WHAT THE TASK REQUIRES. Give again, word for word, every line below from the one that has "Task: each instance of the clock hands" through the one that has "[[160, 140], [35, 114], [238, 157]]", both included, and no others.

INPUT MATERIAL.

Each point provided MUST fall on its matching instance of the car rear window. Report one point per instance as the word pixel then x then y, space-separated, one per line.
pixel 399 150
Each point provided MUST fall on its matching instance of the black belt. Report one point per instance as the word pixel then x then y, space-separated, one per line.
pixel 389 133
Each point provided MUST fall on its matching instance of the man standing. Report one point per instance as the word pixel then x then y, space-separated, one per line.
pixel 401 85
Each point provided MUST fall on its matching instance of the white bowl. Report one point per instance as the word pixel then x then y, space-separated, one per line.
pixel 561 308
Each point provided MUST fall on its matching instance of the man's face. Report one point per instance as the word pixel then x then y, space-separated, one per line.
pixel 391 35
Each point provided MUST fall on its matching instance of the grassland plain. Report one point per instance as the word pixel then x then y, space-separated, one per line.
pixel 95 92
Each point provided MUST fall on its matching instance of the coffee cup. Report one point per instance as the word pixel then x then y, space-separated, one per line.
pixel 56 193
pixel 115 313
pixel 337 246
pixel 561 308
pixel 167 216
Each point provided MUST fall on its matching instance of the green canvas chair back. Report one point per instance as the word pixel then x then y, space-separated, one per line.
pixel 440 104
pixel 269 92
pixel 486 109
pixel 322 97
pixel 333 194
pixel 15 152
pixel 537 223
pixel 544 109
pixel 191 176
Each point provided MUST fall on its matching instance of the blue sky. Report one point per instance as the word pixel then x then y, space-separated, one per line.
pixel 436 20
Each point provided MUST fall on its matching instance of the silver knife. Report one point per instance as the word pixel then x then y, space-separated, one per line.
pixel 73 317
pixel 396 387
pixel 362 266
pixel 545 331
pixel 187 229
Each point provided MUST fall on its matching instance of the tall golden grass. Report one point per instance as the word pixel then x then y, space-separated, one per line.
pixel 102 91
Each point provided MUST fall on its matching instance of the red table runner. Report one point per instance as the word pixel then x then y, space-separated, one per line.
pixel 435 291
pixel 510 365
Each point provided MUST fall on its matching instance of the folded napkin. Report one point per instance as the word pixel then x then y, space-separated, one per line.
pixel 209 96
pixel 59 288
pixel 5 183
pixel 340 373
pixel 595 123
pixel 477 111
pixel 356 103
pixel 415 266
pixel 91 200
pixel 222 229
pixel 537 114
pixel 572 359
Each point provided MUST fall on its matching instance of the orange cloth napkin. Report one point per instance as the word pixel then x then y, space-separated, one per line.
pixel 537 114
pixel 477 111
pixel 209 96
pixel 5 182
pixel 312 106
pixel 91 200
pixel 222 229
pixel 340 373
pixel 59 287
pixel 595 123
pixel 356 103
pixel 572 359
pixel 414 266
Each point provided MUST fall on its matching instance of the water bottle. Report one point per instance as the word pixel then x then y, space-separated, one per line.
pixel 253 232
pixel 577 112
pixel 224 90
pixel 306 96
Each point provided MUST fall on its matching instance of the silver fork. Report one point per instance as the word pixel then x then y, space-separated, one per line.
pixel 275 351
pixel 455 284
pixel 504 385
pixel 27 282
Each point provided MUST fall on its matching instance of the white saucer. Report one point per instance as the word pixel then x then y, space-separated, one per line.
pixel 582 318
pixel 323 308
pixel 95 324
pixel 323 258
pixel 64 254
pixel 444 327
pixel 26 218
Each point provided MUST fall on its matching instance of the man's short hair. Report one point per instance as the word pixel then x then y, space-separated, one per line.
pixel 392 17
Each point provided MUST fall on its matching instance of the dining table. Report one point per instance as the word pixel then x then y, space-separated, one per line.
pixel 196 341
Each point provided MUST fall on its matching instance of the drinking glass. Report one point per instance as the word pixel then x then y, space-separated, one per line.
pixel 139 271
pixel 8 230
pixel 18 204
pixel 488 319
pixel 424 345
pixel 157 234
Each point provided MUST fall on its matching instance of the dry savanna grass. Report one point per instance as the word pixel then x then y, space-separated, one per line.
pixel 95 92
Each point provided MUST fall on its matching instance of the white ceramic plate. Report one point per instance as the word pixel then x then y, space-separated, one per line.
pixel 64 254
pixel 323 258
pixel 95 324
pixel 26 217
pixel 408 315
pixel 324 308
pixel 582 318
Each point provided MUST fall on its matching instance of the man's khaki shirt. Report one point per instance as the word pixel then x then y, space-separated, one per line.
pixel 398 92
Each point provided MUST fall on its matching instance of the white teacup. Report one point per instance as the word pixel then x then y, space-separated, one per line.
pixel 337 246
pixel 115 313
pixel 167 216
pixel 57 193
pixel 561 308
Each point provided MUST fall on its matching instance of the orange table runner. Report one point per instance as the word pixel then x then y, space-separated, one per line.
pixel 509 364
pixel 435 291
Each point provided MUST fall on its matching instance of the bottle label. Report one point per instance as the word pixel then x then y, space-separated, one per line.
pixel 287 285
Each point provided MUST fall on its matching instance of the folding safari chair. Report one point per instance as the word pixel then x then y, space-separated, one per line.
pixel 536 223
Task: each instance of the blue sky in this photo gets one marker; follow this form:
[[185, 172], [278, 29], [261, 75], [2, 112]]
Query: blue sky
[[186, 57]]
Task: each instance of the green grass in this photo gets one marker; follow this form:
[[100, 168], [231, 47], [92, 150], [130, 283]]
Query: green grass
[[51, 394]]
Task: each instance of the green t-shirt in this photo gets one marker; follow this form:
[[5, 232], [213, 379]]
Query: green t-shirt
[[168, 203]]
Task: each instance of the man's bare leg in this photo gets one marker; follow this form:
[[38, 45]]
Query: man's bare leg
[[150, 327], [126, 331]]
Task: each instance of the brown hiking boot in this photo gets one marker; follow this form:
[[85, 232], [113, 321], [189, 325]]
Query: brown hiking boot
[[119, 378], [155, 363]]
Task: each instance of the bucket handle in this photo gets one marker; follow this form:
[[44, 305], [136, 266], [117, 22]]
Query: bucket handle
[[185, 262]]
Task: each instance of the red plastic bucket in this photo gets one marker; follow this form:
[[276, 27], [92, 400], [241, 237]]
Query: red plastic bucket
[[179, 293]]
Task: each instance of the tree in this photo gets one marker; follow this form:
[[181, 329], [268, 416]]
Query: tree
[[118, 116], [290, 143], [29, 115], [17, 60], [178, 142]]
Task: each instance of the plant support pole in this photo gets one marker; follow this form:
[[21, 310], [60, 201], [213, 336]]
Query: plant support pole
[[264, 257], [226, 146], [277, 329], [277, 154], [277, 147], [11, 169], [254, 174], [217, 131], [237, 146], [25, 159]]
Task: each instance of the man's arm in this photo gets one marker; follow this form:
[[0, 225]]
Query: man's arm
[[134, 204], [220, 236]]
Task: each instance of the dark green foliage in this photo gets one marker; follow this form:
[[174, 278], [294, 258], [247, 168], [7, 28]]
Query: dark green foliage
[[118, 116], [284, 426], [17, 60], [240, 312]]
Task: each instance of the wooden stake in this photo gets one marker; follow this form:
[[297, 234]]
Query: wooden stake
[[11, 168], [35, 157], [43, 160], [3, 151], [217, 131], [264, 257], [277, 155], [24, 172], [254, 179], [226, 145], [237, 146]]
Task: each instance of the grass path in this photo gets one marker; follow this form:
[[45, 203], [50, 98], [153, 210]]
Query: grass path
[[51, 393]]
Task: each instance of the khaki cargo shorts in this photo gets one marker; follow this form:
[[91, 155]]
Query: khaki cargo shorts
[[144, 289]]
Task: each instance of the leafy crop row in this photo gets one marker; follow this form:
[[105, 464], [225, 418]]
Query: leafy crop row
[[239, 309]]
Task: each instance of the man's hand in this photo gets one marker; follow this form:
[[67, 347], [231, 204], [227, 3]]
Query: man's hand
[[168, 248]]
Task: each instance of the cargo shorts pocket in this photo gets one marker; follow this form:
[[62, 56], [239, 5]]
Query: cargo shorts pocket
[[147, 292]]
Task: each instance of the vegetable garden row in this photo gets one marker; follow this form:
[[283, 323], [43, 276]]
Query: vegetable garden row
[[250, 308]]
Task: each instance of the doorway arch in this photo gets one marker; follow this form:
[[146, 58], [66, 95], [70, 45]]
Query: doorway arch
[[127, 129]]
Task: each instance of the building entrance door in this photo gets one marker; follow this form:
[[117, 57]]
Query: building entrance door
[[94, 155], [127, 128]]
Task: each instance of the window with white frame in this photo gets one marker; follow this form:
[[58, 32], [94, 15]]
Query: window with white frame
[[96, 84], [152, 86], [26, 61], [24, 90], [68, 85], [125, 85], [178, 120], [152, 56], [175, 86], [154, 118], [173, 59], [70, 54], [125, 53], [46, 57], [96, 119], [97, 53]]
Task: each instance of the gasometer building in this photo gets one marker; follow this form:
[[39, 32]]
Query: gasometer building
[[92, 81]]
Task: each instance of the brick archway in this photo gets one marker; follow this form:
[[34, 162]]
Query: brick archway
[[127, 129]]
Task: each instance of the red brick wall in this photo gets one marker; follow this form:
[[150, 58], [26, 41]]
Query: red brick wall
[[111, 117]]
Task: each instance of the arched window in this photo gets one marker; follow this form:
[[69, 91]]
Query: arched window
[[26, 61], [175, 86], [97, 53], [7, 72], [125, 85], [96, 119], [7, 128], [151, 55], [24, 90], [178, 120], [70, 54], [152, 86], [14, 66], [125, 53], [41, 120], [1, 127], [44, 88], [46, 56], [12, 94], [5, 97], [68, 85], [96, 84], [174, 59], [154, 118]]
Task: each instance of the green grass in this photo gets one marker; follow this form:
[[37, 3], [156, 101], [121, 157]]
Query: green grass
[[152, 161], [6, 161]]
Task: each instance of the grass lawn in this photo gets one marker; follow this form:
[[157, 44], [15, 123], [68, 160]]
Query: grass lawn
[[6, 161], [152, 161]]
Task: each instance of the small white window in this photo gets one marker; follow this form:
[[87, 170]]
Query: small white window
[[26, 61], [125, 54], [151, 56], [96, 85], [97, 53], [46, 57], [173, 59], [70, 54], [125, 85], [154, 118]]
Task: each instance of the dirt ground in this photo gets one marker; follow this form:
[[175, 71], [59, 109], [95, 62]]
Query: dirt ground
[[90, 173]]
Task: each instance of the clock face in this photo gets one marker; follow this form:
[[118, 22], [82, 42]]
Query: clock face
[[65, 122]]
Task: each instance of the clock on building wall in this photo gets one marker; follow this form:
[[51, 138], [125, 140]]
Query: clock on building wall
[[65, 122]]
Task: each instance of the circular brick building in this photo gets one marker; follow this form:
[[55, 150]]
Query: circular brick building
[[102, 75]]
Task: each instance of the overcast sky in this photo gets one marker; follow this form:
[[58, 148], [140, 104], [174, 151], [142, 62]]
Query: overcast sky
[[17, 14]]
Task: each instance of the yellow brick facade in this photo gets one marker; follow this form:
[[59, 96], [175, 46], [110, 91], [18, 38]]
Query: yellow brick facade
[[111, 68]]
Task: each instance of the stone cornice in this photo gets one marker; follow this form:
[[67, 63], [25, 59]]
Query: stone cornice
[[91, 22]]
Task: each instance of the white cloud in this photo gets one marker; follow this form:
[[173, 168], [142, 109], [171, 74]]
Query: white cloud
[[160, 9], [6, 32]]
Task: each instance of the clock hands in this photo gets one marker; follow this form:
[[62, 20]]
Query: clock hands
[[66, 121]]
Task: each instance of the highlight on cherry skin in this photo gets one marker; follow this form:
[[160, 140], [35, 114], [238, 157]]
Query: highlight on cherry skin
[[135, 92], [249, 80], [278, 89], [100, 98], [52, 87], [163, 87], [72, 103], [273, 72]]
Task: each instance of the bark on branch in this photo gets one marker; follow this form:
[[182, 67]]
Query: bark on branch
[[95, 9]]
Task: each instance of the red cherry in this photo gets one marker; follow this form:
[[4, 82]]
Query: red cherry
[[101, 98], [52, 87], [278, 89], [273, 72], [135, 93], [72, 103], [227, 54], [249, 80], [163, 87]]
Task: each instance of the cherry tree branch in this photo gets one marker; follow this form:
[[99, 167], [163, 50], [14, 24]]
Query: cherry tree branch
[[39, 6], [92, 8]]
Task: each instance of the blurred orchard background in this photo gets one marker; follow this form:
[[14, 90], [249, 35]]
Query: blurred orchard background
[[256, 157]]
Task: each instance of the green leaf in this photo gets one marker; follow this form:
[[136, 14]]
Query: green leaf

REPLY.
Task: each instance of the clock hands in this photo gets one marker; follow this form:
[[62, 20]]
Query: clock hands
[[66, 121]]
Task: each instance of the highlight on cherry skin in this photo gets one marker; follow this form:
[[160, 140], [35, 114], [238, 157]]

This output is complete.